What needs to be done
Extract every line below that contains the string "instance" and copy each one in full. Matches must have the same case.
-=-=-=-=-
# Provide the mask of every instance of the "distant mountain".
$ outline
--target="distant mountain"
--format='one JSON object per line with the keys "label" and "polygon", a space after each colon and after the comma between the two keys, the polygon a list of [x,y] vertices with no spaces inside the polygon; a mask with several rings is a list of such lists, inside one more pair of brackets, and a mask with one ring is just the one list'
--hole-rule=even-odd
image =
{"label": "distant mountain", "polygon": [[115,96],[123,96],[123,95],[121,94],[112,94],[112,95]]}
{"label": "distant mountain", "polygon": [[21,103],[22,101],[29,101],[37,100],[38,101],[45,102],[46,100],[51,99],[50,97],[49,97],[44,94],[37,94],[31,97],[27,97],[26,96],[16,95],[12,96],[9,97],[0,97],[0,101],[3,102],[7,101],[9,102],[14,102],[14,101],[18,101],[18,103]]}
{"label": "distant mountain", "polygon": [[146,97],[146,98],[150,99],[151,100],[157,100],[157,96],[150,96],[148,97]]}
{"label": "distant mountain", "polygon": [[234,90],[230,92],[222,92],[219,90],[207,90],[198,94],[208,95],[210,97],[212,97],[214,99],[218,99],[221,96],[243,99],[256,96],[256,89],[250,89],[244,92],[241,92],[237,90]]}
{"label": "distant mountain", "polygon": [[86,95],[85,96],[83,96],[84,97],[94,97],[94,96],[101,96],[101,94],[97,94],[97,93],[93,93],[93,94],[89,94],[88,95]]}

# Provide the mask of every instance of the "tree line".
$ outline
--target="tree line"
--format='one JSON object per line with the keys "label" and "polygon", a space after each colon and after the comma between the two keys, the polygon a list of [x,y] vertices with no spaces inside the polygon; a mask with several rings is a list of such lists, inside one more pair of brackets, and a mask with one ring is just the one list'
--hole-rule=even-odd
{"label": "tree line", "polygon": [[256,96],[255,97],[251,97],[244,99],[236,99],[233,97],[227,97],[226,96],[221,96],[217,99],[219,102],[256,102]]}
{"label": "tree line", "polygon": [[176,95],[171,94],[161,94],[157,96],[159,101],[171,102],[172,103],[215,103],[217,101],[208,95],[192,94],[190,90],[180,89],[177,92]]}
-=-=-=-=-
Expected answer
# Provide the mask of every instance of the "distant mountain".
# Provide the mask of every instance of the "tree line".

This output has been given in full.